:: Source excerpt
Question on Reiser4 regarding power failures

2004-11-25 Thread Bernhard Prell
Hello everybody,

I have a simple question about Reiser4. I already tried to find the answer in 
http://www.namesys.com/v4/v4.html but I'm not completly sure if I understood 
everything :-)

*Background:
I 'm administrating about 20 computers. The installed Linux/Reiser is quite 
old: SuSE Linux with kernel 2.4.7(SMP) (dmesg tells me reiser 3.5.x disk 
format, ReiserFS version 3.6.25).

Obviously people often pull the plug without cleanly shutting down the 
systems, because maybe twice per month I have to setup a system again because 
it doesn't want to boot anymore. The reason is always a somehow corrupted 
root-filesystem. Sometimes reiserfsck can repair it, sometimes not because of 
I/O-read-errors. If that's the case I also have a look at the disk with 
"smartctl -t short /dev/hda" and it also reports read-errors. Then I usually 
do a "dd if=/dev/zero of=/dev/hda", repartition, reformat, setup the system 
from a tar file and everything is fine again (smartctl doesn't report 
read-errors anymore).
::::
**Task set**
1. In the forum post on Reiser4, list the steps the poster usually takes once smartctl reports read errors.
2. Decide whether each statement agrees with the forum post on Reiser4. Give yes or no and quote the words from the post that settle it.
(a) The poster administers about 20 computers.
(b) reiserfsck is always able to repair the corrupted root filesystem.
(c) The installed systems run kernel 2.6.
3. Extract a passage from the forum post on Reiser4. Begin at the words "Obviously people often" and stop after "read-errors anymore).".
:: Raw records
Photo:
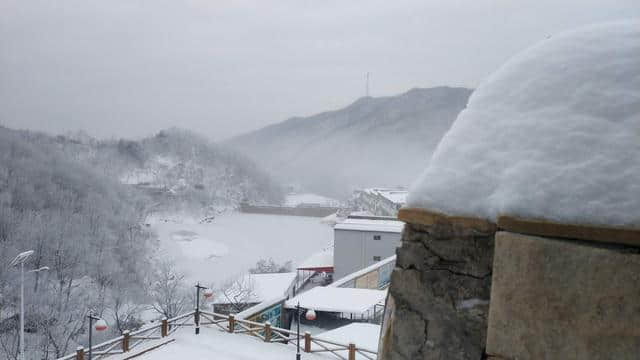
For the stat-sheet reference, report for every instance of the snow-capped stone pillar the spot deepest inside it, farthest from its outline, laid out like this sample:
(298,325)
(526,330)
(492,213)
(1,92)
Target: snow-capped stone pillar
(307,341)
(440,288)
(232,323)
(126,337)
(80,353)
(164,327)
(267,331)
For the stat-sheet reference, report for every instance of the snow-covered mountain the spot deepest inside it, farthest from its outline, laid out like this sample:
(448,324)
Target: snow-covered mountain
(372,142)
(177,169)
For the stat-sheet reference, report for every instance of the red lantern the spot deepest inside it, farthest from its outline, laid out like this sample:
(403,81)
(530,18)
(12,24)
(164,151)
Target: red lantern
(101,325)
(310,315)
(207,293)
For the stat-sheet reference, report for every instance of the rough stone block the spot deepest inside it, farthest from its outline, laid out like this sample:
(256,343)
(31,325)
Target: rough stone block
(561,299)
(440,287)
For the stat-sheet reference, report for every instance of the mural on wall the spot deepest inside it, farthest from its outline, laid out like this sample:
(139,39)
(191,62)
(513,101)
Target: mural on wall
(379,278)
(384,274)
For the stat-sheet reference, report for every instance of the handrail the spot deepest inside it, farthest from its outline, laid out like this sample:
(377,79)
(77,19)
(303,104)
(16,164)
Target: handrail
(227,323)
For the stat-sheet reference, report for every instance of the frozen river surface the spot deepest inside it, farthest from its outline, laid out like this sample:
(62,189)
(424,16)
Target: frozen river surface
(230,244)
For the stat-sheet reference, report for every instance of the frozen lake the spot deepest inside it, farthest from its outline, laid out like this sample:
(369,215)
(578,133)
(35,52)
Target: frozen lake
(230,244)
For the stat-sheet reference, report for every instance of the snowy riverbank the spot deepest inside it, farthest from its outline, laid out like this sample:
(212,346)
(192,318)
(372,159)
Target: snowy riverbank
(228,245)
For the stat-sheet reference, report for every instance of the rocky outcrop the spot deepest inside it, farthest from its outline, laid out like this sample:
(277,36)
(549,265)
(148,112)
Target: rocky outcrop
(554,298)
(440,288)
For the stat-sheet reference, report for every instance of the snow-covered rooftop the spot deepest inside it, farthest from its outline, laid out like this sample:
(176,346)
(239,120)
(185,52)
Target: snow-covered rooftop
(361,272)
(321,259)
(258,287)
(397,196)
(333,299)
(392,226)
(553,134)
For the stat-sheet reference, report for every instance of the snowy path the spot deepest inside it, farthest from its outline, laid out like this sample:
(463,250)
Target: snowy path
(215,344)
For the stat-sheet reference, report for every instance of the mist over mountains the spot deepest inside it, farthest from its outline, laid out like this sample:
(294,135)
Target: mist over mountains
(384,141)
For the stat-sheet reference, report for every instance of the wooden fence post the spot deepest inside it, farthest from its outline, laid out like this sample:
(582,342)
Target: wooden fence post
(232,323)
(125,340)
(267,331)
(164,329)
(307,341)
(80,353)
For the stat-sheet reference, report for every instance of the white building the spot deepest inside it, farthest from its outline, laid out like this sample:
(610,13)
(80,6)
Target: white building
(381,201)
(360,241)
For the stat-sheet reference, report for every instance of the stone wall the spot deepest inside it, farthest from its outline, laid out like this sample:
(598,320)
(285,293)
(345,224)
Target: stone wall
(534,290)
(554,298)
(439,294)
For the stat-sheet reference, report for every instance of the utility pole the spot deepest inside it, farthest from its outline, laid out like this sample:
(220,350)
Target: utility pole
(367,86)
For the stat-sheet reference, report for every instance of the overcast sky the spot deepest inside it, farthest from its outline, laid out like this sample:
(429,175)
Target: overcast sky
(220,67)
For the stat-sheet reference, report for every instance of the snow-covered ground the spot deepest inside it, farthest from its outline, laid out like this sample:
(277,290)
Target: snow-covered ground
(215,344)
(294,199)
(230,244)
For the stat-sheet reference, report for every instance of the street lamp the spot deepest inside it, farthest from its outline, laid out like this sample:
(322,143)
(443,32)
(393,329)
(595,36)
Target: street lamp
(19,260)
(207,294)
(310,315)
(101,325)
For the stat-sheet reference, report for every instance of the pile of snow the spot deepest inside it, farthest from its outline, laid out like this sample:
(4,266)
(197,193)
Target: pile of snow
(553,134)
(362,334)
(376,225)
(294,199)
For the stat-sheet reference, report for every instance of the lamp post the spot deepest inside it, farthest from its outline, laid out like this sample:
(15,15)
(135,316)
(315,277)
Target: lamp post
(101,325)
(207,294)
(310,315)
(20,260)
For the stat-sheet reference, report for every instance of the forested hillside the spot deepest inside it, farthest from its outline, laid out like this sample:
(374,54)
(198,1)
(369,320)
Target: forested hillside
(80,204)
(373,142)
(86,228)
(177,169)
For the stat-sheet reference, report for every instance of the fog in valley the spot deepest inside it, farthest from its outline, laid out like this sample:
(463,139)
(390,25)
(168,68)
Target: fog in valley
(133,133)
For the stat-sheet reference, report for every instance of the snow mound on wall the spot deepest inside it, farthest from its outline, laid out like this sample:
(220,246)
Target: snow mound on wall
(553,134)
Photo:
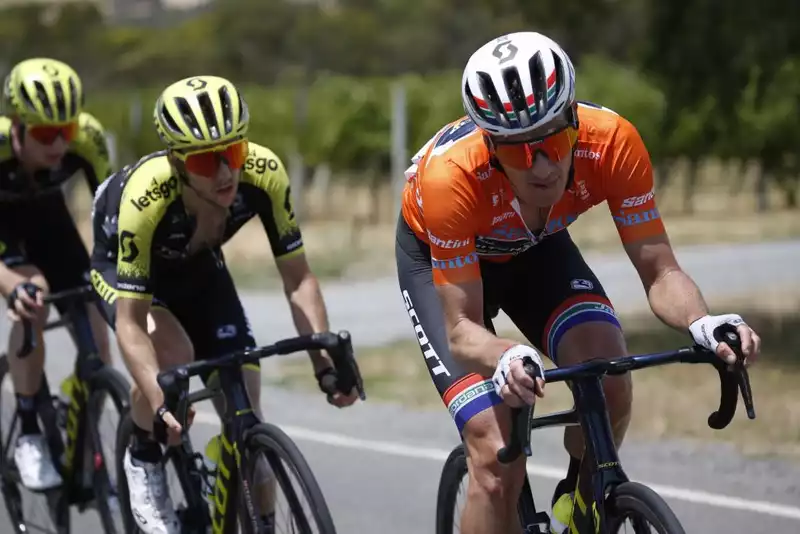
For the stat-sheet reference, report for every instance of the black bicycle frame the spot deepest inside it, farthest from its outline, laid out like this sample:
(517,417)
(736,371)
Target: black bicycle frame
(590,411)
(239,418)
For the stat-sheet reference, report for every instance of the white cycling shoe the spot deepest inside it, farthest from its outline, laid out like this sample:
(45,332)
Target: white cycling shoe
(35,465)
(151,504)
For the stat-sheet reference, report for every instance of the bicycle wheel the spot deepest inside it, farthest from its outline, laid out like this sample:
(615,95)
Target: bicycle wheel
(453,473)
(642,507)
(106,383)
(46,511)
(271,443)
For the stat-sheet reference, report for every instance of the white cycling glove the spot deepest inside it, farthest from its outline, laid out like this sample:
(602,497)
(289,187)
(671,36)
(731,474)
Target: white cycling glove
(516,352)
(702,329)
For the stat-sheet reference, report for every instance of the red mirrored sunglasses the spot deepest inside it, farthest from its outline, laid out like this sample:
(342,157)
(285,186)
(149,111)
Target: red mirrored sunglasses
(206,162)
(521,154)
(47,134)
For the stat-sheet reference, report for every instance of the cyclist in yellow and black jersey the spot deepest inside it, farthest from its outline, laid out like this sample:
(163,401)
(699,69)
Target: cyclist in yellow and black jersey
(45,140)
(157,262)
(147,225)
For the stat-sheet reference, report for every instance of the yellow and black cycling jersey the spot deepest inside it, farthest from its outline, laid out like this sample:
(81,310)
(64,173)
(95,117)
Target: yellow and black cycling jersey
(88,152)
(140,220)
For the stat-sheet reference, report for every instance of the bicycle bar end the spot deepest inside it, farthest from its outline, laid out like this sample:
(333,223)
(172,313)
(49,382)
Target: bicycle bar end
(731,381)
(520,428)
(28,340)
(346,365)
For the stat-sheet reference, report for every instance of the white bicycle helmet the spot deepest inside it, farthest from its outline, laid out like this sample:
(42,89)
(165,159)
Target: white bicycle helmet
(520,84)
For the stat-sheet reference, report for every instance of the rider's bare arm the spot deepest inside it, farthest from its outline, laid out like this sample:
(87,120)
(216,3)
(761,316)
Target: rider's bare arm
(673,295)
(471,343)
(137,348)
(9,279)
(305,301)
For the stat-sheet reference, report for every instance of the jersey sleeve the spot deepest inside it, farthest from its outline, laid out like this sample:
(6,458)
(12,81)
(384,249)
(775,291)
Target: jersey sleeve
(265,170)
(91,145)
(449,207)
(629,187)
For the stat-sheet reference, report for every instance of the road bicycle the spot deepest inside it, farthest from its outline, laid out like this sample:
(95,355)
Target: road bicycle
(616,499)
(70,425)
(244,441)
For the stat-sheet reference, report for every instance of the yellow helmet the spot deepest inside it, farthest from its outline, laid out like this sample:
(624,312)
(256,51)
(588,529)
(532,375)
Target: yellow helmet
(200,111)
(43,91)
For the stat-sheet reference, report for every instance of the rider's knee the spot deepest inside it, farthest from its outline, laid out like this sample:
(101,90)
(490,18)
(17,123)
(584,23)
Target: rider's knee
(483,438)
(170,340)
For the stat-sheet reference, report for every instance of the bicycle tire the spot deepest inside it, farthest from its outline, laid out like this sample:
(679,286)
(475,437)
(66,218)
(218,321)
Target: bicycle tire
::::
**Responses**
1.
1. Do a "dd if=/dev/zero of=/dev/hda"
2. Repartition
3. Reformat
4. Set up the system from a tar file

2.
(a) Yes: "I 'm administrating about 20 computers."
(b) No: "Sometimes reiserfsck can repair it, sometimes not because of I/O-read-errors."
(c) No: "SuSE Linux with kernel 2.4.7(SMP)"

3.
Obviously people often pull the plug without cleanly shutting down the 
systems, because maybe twice per month I have to setup a system again because 
it doesn't want to boot anymore. The reason is always a somehow corrupted 
root-filesystem. Sometimes reiserfsck can repair it, sometimes not because of 
I/O-read-errors. If that's the case I also have a look at the disk with 
"smartctl -t short /dev/hda" and it also reports read-errors. Then I usually 
do a "dd if=/dev/zero of=/dev/hda", repartition, reformat, setup the system 
from a tar file and everything is fine again (smartctl doesn't report 
read-errors anymore).